◆ **The task**
Copy the items word for word, from the very first line through the line with "[224,193,277,246]", including that line.

*-*-*

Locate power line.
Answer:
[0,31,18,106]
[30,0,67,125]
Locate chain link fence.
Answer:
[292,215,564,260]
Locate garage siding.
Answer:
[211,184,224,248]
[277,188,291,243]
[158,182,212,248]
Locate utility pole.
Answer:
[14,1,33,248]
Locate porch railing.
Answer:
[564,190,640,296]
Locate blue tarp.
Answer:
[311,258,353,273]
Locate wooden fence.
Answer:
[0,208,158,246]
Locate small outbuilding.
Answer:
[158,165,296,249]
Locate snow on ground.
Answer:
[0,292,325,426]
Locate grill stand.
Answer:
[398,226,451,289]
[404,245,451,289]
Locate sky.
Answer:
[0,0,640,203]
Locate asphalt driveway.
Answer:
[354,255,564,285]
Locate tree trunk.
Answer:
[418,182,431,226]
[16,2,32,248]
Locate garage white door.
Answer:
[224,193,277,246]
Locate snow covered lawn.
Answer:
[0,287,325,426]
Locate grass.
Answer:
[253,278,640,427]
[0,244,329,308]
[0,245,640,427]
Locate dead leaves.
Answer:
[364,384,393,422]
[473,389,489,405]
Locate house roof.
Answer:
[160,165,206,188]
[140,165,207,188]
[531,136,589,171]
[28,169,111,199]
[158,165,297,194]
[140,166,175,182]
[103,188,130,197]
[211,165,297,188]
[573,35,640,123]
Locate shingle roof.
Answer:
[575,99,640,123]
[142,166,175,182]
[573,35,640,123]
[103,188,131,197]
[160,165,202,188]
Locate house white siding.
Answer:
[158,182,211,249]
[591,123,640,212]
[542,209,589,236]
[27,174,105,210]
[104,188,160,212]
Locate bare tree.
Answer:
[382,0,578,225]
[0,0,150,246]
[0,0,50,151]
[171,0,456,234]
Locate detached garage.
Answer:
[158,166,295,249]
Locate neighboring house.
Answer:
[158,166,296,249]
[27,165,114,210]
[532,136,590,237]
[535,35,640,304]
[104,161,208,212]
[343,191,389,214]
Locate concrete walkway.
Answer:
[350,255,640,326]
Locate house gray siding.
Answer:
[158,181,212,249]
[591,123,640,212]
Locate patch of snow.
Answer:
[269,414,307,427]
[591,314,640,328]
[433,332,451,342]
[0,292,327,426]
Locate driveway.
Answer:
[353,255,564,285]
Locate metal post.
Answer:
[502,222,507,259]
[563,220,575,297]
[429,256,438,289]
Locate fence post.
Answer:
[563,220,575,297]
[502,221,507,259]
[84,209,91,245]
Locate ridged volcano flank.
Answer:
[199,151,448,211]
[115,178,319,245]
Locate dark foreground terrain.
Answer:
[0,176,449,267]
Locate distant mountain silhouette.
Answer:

*-*-*

◆ **Answer below**
Locate power line.
Answer:
[0,31,18,106]
[30,0,67,125]
Locate chain link fence.
Answer:
[292,215,564,260]
Locate garage siding.
Answer:
[211,184,224,248]
[277,188,291,243]
[158,182,212,248]
Locate utility pole.
Answer:
[14,1,33,248]
Locate porch railing.
Answer:
[564,190,640,296]
Locate blue tarp.
Answer:
[311,258,353,273]
Locate wooden fence.
Answer:
[0,208,158,246]
Locate small outbuilding.
Answer:
[158,165,296,249]
Locate snow on ground.
Answer:
[0,292,325,426]
Locate grill stand.
Answer:
[398,226,451,289]
[404,245,451,289]
Locate sky.
Answer:
[0,0,640,203]
Locate asphalt driveway.
Answer:
[354,255,564,285]
Locate tree trunk.
Answer:
[418,182,431,226]
[16,2,32,248]
Locate garage white door.
Answer:
[224,193,277,246]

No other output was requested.